Qui, cioè: nel vuoto che risuona di echi indecifrabili tra Dho Tarap e Kagbeni. Nella regione più selvaggia del Nepal, il Dolpo. A Nord della catena himalayana. Ottomila chilometri quadrati, meno di tremila abitanti. Tibetani per lingua, cultura e religione, ma cittadini nepalesi. Un fossile vivo, scampato all’invasione cinese e rimasto sospeso nel suo tempo scandito dall’inseguirsi selvaggio del giorno e della notte. Lo scrittore milanese autore del caso editoriale dell’anno, Le otto montagne, è partito all’inizio di ottobre con Stefano Torrione, fotografo, e Nicola Magrin, suo l’acquerello sulla copertina del romanzo. Il racconto dei 22 giorni di fatica e meraviglia, 300 chilometri di sentieri, otto passi oltre i 5.000 metri, è ora in edicola, nel bimestrale Meridiani-Montagne.

Cognetti, che ci faceva là?

«Cercavo un’autentica civiltà di montagna, e forse volevo anche tornare ad assaporare la vita. Finito il viaggio, alla prima doccia, con l’acqua calda, mi sono commosso».

In tenda rileggeva «Il leopardo delle nevi», di Peter Matthiessen.

«Cerco una lingua che racconti il paesaggio, non come sfondo, ma come presenza che entra nelle storie. Pochi narratori ci riescono. Matthiessen trova parole per dire l’inspiegabile. Ci riescono anche Chatwin, Hemingway, la Blixen. Tra gli italiani, Primo Levi e Mario Rigoni Stern».

Estratti del dataset:
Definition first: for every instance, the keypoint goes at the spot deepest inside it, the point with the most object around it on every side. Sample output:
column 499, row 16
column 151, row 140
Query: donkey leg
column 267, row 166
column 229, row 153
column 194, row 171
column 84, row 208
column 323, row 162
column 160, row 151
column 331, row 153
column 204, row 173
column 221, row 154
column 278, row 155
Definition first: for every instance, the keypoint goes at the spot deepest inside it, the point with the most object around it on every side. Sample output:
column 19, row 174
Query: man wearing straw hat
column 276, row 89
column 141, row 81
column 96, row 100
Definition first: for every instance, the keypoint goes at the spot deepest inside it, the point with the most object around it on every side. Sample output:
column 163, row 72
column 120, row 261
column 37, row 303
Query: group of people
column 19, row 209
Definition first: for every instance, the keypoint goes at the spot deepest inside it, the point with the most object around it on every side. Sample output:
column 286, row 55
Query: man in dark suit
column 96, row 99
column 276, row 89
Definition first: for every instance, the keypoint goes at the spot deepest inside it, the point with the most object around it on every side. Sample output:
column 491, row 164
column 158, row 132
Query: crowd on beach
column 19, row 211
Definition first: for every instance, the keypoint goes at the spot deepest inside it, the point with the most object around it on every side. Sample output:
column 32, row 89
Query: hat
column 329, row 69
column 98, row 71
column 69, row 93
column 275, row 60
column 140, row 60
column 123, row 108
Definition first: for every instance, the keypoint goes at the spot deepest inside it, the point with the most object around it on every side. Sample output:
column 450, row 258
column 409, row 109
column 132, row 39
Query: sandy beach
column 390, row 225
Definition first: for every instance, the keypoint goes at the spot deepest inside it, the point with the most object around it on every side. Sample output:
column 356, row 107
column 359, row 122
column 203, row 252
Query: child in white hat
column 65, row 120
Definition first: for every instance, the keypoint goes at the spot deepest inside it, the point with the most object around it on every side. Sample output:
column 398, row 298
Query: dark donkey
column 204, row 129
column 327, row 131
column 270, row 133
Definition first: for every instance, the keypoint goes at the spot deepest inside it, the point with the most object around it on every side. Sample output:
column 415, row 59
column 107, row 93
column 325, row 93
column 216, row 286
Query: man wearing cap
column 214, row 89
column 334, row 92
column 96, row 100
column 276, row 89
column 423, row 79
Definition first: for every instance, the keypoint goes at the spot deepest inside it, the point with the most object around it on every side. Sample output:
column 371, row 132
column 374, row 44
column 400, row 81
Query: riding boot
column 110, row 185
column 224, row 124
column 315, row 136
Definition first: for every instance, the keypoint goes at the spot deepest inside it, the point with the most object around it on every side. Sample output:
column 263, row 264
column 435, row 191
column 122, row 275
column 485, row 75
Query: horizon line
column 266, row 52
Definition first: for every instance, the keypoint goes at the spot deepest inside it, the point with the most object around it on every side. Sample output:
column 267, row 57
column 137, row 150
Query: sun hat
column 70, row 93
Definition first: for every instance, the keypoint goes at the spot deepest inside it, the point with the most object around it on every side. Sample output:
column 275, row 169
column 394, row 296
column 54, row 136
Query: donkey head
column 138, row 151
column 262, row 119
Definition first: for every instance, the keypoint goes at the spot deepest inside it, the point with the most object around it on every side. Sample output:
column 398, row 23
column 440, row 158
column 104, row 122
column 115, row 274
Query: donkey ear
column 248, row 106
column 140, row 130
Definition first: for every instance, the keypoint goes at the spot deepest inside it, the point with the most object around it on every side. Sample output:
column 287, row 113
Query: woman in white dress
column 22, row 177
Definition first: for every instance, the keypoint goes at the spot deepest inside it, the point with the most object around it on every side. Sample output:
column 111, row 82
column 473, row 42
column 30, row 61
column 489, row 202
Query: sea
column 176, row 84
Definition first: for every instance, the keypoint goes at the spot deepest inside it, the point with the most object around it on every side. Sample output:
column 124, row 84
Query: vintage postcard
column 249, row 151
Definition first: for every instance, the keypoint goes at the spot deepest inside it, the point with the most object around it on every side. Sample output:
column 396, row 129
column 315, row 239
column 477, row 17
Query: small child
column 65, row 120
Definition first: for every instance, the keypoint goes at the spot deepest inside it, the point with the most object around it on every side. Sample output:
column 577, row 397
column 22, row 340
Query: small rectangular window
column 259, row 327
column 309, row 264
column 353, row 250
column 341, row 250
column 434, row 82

Richiesta 1:
Rispondi in base all'estratto sul Dolpo:
(a) Quanti abitanti conta il Dolpo?
(b) In quale periodico si trova ora il racconto del viaggio?
(c) Quale libro rileggeva Cognetti in tenda?
Richiesta 2: Elenca tutti gli scrittori che, secondo l'estratto, riescono a trovare una lingua per raccontare il paesaggio.
Richiesta 3: Ricopia dall'estratto il passo che comincia con "Qui, cioè: nel" e prosegue fino a "ci faceva là?".
I record sono materiale a sé, distinto dall'estratto.

Risultato atteso 1:
(a) Meno di tremila.
(b) Nel bimestrale Meridiani-Montagne.
(c) «Il leopardo delle nevi», di Peter Matthiessen.

Risultato atteso 2: Peter Matthiessen, Chatwin, Hemingway, la Blixen, Primo Levi, Mario Rigoni Stern

Risultato atteso 3:
Qui, cioè: nel vuoto che risuona di echi indecifrabili tra Dho Tarap e Kagbeni. Nella regione più selvaggia del Nepal, il Dolpo. A Nord della catena himalayana. Ottomila chilometri quadrati, meno di tremila abitanti. Tibetani per lingua, cultura e religione, ma cittadini nepalesi. Un fossile vivo, scampato all’invasione cinese e rimasto sospeso nel suo tempo scandito dall’inseguirsi selvaggio del giorno e della notte. Lo scrittore milanese autore del caso editoriale dell’anno, Le otto montagne, è partito all’inizio di ottobre con Stefano Torrione, fotografo, e Nicola Magrin, suo l’acquerello sulla copertina del romanzo. Il racconto dei 22 giorni di fatica e meraviglia, 300 chilometri di sentieri, otto passi oltre i 5.000 metri, è ora in edicola, nel bimestrale Meridiani-Montagne.

Cognetti, che ci faceva là?